# Records shown start

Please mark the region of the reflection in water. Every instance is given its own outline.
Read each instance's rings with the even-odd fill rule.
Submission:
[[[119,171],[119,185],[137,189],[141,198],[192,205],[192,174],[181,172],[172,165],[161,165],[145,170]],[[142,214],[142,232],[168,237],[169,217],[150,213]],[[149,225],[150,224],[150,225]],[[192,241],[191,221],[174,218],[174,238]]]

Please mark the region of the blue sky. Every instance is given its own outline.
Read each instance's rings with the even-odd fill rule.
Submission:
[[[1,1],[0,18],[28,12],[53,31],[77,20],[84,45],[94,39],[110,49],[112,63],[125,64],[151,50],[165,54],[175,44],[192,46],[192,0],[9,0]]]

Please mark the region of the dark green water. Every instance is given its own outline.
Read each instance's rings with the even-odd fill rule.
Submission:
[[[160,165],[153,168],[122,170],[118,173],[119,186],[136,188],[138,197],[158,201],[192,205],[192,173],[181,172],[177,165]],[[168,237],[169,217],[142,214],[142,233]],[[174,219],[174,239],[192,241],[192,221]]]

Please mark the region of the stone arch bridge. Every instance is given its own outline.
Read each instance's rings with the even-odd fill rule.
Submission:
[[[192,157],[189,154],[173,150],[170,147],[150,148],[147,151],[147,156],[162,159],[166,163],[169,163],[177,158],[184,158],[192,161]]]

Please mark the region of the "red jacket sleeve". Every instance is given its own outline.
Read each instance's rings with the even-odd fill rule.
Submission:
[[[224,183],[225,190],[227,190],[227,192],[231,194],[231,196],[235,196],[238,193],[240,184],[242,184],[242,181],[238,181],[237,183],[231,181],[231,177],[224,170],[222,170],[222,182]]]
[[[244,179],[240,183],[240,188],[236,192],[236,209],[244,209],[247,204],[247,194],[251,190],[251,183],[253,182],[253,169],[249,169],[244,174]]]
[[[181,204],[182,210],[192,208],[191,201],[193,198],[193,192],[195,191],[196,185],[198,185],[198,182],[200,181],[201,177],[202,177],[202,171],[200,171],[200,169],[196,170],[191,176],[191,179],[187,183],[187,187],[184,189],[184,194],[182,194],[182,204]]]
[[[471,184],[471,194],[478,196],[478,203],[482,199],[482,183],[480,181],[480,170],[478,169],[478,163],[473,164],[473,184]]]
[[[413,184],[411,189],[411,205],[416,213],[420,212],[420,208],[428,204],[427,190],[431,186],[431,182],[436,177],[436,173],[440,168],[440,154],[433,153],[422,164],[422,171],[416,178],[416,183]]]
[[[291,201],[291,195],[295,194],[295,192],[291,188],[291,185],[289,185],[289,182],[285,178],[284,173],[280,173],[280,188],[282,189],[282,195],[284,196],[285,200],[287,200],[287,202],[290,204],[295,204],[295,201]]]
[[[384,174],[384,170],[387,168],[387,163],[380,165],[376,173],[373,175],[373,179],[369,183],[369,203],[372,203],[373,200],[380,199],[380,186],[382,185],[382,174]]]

# Records shown end

*What needs to be done*:
Show each line of the records that contains the string "water".

*Written solution*:
Please mark the region of the reflection in water. Every instance is given its own outline.
Please mark the region of the dark green water. Every instance is given its own outline.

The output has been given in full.